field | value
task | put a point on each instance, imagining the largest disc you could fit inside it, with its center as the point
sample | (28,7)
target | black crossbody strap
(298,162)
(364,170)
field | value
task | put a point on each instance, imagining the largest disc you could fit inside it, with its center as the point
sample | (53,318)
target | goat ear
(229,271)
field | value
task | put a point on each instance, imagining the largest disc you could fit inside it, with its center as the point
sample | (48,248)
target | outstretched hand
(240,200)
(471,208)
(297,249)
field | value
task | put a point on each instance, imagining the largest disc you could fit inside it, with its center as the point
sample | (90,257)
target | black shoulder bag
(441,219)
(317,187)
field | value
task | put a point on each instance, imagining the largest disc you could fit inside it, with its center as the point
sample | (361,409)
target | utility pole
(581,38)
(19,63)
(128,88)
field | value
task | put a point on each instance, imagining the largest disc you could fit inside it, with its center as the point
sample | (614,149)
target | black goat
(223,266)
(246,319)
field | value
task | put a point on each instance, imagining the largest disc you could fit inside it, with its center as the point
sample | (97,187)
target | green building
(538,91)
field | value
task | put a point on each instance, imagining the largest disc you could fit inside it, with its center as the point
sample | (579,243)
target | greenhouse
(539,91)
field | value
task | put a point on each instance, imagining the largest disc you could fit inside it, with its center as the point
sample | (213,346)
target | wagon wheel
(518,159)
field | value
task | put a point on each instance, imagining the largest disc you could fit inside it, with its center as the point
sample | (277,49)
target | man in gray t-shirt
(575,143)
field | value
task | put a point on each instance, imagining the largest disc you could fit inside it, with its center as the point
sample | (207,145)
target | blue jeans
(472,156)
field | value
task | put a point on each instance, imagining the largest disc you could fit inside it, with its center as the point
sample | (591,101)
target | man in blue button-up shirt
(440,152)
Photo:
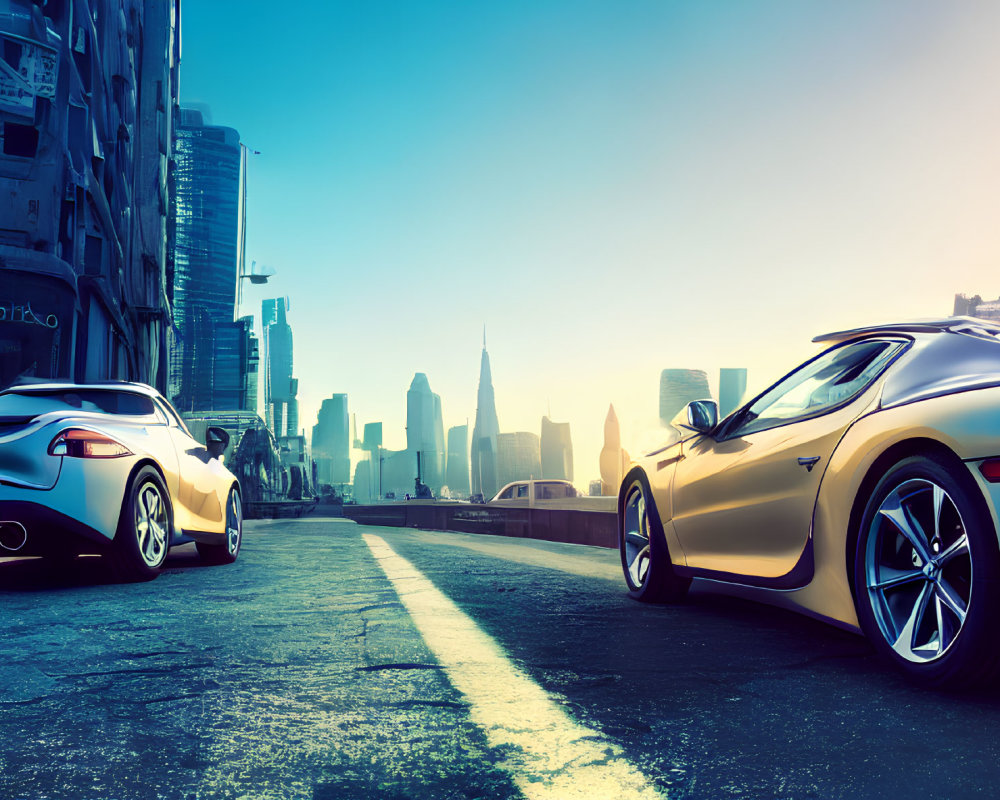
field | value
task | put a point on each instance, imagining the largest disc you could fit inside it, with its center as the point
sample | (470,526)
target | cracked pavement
(297,673)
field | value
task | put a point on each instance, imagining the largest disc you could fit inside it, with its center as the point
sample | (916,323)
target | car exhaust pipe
(13,535)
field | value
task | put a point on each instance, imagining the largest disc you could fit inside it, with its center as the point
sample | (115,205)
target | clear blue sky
(612,188)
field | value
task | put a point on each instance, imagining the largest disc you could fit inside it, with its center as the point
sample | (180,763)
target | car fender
(964,424)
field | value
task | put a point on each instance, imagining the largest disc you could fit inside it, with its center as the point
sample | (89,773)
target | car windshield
(34,403)
(818,386)
(553,491)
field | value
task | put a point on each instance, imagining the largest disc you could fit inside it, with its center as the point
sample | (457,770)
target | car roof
(44,388)
(948,324)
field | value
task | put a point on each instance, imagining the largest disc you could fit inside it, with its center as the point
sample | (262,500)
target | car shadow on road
(53,574)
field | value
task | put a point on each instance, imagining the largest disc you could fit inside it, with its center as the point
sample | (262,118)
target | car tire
(927,573)
(649,572)
(142,540)
(226,553)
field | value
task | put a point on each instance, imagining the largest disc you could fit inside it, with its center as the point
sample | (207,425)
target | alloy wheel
(234,523)
(918,570)
(636,536)
(151,524)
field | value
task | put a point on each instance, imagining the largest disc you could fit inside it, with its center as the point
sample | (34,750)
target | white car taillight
(79,443)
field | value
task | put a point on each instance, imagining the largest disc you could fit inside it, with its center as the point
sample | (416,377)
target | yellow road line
(551,756)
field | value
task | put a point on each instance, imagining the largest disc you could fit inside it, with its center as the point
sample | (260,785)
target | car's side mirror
(703,415)
(216,440)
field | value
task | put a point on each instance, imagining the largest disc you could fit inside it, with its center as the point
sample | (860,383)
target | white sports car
(110,468)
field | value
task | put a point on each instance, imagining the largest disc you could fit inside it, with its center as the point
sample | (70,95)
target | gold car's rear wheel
(926,573)
(649,573)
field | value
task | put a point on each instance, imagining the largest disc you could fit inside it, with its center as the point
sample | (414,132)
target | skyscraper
(557,450)
(280,388)
(425,430)
(484,434)
(331,443)
(732,388)
(458,461)
(975,306)
(518,457)
(613,459)
(204,246)
(678,387)
(85,162)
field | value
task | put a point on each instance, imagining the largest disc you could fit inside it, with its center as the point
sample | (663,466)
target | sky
(610,188)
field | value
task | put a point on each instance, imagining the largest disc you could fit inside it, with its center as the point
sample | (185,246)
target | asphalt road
(324,664)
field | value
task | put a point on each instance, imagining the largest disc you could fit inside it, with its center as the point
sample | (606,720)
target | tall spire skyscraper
(484,433)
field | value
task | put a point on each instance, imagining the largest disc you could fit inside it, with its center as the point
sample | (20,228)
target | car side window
(817,387)
(173,420)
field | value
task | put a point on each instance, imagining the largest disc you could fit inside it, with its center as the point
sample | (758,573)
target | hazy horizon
(612,189)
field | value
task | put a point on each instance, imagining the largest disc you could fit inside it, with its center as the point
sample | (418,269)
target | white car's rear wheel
(143,537)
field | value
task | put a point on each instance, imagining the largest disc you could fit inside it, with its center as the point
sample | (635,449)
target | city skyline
(638,189)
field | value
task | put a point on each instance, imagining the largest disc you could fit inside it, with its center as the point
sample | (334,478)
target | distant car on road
(110,468)
(862,488)
(529,492)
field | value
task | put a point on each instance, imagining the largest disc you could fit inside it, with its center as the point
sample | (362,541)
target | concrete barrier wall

-*-*-

What to work on »
Return every line from the rows above that contains the word "white".

Finished exercise »
target | white car taillight
target | white sports car
target | white car's rear wheel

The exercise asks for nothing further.